Lines before the one containing "one marker per instance, written like [619,227]" are excluded; print that line and every line after it through the end of the material below, exactly.

**Input records**
============

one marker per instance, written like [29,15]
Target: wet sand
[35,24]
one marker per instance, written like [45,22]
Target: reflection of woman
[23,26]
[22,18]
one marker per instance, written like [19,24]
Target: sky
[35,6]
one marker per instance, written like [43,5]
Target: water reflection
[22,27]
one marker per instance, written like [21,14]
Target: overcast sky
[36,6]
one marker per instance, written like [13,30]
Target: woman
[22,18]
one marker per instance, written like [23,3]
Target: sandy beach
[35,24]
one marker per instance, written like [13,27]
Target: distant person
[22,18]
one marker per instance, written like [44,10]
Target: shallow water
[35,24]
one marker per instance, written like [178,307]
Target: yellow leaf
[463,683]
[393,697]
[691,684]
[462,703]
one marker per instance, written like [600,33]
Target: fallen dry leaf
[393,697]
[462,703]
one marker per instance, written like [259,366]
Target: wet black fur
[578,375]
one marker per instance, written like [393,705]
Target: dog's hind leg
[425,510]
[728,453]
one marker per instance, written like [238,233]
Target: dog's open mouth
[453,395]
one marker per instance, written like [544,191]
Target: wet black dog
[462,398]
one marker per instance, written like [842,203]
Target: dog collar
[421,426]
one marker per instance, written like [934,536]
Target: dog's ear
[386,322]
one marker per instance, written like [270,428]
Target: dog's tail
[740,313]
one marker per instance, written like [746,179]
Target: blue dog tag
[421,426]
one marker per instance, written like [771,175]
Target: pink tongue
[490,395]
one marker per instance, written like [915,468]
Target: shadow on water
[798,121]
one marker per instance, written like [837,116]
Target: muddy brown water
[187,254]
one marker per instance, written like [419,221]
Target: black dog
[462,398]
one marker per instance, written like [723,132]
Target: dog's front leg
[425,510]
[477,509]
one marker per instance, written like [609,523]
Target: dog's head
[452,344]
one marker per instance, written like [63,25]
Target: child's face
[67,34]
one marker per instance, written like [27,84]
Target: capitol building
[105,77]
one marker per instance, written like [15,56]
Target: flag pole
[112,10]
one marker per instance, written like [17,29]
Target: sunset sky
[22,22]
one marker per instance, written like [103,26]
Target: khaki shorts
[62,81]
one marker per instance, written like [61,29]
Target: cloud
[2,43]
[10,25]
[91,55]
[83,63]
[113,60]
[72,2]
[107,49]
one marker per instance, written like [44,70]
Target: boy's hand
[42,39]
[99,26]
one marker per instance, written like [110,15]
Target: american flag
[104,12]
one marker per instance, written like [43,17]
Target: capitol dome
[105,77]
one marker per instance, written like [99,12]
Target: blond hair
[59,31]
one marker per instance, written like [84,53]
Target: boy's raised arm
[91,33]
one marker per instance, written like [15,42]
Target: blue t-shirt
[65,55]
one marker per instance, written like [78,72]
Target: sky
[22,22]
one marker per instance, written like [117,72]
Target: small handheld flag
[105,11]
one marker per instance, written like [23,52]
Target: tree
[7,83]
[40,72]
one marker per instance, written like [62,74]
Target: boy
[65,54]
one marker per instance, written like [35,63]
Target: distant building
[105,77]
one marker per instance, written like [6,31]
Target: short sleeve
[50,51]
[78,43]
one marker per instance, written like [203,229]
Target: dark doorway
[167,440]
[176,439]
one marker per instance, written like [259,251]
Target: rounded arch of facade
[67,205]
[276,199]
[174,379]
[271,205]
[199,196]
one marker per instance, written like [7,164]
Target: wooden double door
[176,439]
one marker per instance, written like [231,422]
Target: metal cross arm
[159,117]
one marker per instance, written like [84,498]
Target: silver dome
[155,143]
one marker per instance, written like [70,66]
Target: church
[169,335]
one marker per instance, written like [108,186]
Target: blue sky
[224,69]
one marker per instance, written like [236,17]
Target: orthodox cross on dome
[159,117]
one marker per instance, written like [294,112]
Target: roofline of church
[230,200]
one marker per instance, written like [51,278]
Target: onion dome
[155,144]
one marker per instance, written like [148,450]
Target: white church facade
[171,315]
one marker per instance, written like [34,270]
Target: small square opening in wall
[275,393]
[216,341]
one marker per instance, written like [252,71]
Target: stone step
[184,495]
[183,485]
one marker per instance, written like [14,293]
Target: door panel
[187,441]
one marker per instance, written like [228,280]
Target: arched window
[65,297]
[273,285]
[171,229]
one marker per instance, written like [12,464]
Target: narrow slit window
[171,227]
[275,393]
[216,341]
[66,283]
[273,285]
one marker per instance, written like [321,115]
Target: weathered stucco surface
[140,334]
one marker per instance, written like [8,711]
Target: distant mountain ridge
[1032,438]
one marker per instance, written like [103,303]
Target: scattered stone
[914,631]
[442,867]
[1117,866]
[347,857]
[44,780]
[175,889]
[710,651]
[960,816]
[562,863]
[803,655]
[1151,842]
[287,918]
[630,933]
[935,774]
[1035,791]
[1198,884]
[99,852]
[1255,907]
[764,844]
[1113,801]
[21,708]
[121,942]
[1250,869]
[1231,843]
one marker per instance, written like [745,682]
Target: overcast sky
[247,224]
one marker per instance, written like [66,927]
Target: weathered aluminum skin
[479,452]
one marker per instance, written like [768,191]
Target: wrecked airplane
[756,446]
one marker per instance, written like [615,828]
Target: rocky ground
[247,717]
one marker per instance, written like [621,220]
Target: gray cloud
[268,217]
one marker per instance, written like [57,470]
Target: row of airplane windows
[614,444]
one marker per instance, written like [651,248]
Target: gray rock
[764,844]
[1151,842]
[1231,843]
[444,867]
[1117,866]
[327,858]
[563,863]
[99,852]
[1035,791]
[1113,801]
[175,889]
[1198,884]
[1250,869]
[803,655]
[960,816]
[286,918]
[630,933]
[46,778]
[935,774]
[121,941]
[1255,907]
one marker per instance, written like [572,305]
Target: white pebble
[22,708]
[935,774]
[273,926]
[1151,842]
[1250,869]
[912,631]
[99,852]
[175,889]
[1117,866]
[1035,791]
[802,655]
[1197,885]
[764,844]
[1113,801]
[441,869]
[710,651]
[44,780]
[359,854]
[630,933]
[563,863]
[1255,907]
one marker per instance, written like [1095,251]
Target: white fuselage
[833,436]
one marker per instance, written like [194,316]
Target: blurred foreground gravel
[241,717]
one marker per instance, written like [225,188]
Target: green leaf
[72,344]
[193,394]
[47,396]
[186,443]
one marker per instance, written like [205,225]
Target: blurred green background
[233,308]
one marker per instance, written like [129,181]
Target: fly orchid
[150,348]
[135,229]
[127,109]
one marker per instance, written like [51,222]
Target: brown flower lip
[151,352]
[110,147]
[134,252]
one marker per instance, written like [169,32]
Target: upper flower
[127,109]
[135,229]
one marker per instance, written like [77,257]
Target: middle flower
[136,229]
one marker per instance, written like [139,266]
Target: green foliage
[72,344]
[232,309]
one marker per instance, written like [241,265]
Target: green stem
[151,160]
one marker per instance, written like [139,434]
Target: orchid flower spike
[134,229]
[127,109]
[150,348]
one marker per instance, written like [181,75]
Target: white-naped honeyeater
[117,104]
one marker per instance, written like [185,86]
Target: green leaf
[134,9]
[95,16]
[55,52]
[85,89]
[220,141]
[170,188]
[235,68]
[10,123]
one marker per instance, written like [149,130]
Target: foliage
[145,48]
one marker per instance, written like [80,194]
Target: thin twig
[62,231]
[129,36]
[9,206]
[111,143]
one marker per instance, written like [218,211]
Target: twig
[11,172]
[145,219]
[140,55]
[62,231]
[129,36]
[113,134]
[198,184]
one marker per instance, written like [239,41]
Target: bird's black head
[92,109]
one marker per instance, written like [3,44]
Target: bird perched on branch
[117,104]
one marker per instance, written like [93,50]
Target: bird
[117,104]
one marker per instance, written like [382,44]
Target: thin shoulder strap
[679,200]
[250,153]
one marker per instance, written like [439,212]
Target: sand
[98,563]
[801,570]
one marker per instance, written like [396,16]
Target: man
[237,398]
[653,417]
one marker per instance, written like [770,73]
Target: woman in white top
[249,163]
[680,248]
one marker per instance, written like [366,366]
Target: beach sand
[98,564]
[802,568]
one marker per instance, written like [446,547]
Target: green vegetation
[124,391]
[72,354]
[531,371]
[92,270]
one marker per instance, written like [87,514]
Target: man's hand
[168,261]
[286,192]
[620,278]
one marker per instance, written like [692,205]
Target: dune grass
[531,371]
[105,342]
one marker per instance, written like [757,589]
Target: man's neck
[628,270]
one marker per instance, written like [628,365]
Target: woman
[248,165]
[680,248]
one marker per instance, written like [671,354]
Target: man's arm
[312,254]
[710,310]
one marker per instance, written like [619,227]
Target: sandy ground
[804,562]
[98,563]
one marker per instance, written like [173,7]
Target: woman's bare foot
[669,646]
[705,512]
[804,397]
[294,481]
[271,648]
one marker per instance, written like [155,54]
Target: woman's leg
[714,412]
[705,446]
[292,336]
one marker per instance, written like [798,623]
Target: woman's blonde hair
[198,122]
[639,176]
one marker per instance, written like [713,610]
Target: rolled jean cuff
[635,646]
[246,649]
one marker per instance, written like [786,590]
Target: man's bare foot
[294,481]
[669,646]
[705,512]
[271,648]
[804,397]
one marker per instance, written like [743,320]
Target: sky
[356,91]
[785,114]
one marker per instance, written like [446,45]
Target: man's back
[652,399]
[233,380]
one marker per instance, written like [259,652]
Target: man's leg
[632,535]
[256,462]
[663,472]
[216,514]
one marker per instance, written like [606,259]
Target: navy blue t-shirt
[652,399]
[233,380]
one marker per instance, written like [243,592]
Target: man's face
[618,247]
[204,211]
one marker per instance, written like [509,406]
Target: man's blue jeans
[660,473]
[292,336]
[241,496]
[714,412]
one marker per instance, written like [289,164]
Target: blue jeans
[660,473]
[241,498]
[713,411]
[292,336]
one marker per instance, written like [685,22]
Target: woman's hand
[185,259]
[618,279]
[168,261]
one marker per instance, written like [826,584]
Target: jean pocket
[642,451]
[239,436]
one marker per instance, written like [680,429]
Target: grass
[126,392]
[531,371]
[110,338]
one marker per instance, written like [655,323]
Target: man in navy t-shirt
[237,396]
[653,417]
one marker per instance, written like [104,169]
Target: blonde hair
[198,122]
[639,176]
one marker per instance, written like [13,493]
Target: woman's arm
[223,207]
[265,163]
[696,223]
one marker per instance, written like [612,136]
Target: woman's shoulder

============

**Exercise output**
one marker per instance, written like [619,227]
Target: sandy ground
[804,562]
[98,563]
one marker per instance, written like [173,7]
Target: woman's bare foot
[669,646]
[705,512]
[804,397]
[294,481]
[271,648]
one marker per instance, written like [155,54]
Target: woman's leg
[714,412]
[705,446]
[292,336]
one marker per instance, written like [798,623]
Target: woman's blonde hair
[198,122]
[639,176]
one marker per instance, written like [713,610]
Target: rolled jean cuff
[635,646]
[246,649]
one marker per instance, written like [786,590]
Target: man's bare foot
[294,481]
[669,646]
[705,512]
[271,648]
[804,397]
one marker per instance, written like [743,320]
Target: sky
[356,91]
[785,114]
one marker per instance, written like [446,45]
Target: man's back
[652,399]
[233,380]
one marker per instance, written like [259,652]
Target: man's leg
[632,535]
[256,462]
[663,472]
[216,514]
one marker per instance, written like [606,259]
Target: navy blue t-shirt
[652,399]
[233,380]
one marker per instance, written like [243,592]
Target: man's face
[618,247]
[204,211]
one marker per instance, written like [509,406]
Target: man's blue jeans
[660,473]
[292,336]
[241,496]
[714,412]
one marker per instance, written like [289,164]
Target: blue jeans
[660,473]
[241,498]
[713,411]
[292,336]
one marker per instance, written like [685,22]
Target: woman's hand
[185,259]
[618,279]
[168,261]
one marker per instance, written like [826,584]
Target: jean pocket
[642,451]
[239,436]
one marker per instance, written like [680,429]
Target: grass
[126,392]
[531,371]
[110,338]
one marker per instance, written like [655,323]
Target: man in navy t-shirt
[237,396]
[653,417]
one marker per instance, written like [104,169]
Target: blonde hair
[198,122]
[639,176]
one marker per instance, written like [13,493]
Target: woman's arm
[223,207]
[265,163]
[696,223]
one marker per instance, written like [612,136]
Target: woman's shoulder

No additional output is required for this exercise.